Saved entries
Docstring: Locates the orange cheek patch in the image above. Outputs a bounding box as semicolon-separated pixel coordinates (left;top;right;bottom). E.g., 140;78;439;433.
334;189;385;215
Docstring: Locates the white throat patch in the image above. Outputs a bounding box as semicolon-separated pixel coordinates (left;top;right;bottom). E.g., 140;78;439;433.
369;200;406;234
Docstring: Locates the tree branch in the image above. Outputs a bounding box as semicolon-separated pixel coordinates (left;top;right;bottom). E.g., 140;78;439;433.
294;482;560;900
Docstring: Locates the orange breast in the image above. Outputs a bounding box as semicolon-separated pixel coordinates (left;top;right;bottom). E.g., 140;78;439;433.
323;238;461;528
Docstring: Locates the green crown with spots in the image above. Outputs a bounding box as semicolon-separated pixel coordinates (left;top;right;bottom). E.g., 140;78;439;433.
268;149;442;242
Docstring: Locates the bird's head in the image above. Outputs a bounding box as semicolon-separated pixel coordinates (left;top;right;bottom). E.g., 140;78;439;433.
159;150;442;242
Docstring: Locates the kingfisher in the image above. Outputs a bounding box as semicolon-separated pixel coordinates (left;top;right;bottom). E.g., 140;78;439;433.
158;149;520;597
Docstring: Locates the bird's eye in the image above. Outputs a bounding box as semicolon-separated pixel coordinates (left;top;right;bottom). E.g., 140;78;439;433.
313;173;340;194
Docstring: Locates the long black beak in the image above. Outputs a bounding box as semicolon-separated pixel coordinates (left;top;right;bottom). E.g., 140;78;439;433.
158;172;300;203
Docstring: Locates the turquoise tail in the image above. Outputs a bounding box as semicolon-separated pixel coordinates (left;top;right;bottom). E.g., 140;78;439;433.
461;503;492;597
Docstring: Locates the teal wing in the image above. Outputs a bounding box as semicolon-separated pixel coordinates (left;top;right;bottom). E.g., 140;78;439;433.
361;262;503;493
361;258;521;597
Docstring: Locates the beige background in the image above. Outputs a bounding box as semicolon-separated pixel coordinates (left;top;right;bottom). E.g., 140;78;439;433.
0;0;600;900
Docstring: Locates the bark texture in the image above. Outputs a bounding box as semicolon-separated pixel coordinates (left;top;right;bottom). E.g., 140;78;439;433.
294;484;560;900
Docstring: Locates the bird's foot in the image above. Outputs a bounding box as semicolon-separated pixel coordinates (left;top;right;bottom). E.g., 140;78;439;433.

* [Given exercise]
Render every line of the material above as a JSON array of strings, one string per line, omitting any blank lines.

* [Task answer]
[
  "Docstring: Locates the orange cheek patch in the image above. Outputs a bounding box as semicolon-separated pixel coordinates (left;top;right;bottom). E.g., 140;78;439;433.",
  "334;189;385;215",
  "Docstring: Locates the white throat patch in the image above. Outputs a bounding box as semicolon-separated pixel coordinates (left;top;right;bottom). E.g., 140;78;439;433.",
  "369;200;406;234",
  "Docstring: Locates the tree branch in the image above. Outputs a bounding box as semicolon-separated pixel coordinates (left;top;right;bottom). E.g., 140;78;439;433.",
  "294;482;560;900",
  "Docstring: Locates the orange breast in the image above. Outputs a bounding box as semicolon-separated pixel coordinates (left;top;right;bottom). E.g., 140;78;439;433.",
  "323;238;461;528",
  "Docstring: Locates the green crown with spots in the image above. Outputs a bounding box as semicolon-separated pixel coordinates (left;top;right;bottom). E.g., 140;78;439;433.",
  "268;149;442;242",
  "Docstring: Locates the bird's head in the image above. Outputs a bounding box as semicolon-separated pixel coordinates (left;top;right;bottom). E.g., 140;78;439;433.",
  "159;150;442;242",
  "Docstring: Locates the kingfisher in the image above. Outputs a bounding box as semicolon-separated pixel coordinates (left;top;right;bottom). E.g., 140;78;439;433.",
  "158;149;520;597",
  "Docstring: Locates the bird's eye in the image above. Outputs a bounding box as semicolon-separated pixel coordinates (left;top;right;bottom). E.g., 140;78;439;433.",
  "313;173;340;194",
  "Docstring: Locates the long black beak in the image above. Outputs a bounding box as semicolon-separated pixel coordinates (left;top;right;bottom). E.g., 140;78;439;433.",
  "158;172;300;203",
  "Docstring: Locates the turquoise tail in the image above. Outputs a bounding box as semicolon-separated pixel coordinates (left;top;right;bottom). E.g., 140;78;439;433.",
  "461;503;492;597",
  "Docstring: Locates the teal wing in the image above. Outputs a bounding box as semicolon-separated pixel coordinates (left;top;right;bottom). E.g., 140;78;439;433.",
  "361;262;503;493",
  "361;258;521;597",
  "Docstring: Locates the beige background in the image above. Outputs a bounding box as semicolon-separated pixel coordinates (left;top;right;bottom). E.g., 140;78;439;433.",
  "0;0;600;900",
  "Docstring: Locates the bark texture in the image above. Outputs a bounding box as semicolon-separated pixel coordinates (left;top;right;bottom). E.g., 140;78;439;433.",
  "294;484;560;900",
  "Docstring: Locates the bird's foot in the image above. Outputs a bounding box as semicolon-separated pixel coordinates (left;top;right;bottom). E.g., 140;78;439;433."
]